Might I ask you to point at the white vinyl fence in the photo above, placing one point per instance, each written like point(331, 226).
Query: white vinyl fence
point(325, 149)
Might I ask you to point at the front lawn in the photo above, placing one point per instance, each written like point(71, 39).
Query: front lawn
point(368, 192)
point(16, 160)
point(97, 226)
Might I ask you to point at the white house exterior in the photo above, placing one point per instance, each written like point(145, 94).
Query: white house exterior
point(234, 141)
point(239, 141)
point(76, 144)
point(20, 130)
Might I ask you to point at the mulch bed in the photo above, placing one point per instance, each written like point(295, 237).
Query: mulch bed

==

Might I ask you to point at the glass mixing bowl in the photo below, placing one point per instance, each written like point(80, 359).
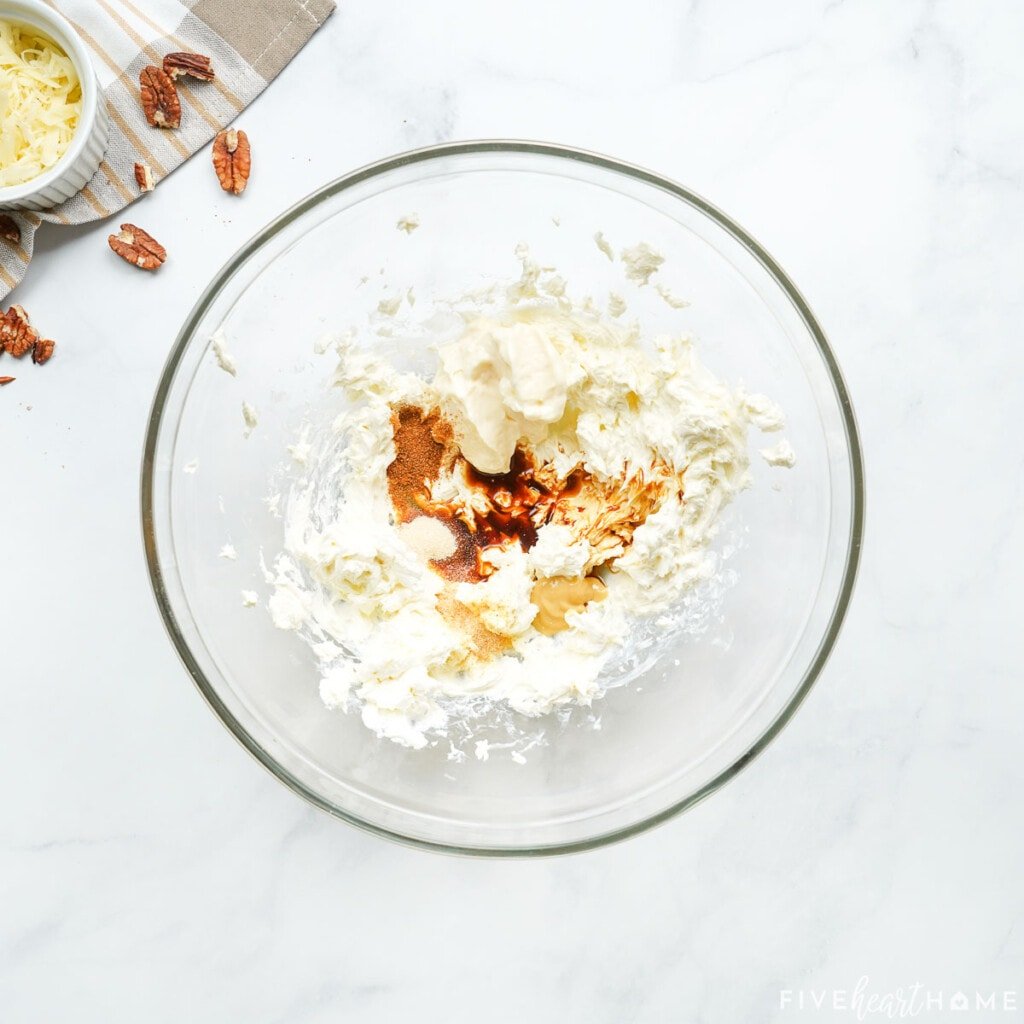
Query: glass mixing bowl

TASK STATEMENT
Give back exactly the lines above, from the line containing "Might I ask you to point at the white house" through the line containing "Query: mulch bed", with both end lines and nothing more.

OUTPUT OF THE EXERCISE
Might I ask you to point at the white house exterior in the photo above, placing one point per instance, each written like point(145, 94).
Query: white house exterior
point(234, 141)
point(239, 141)
point(76, 144)
point(20, 130)
Might I ask you to point at the mulch bed in the photo above, placing one point per instance, each written like point(295, 237).
Query: mulch bed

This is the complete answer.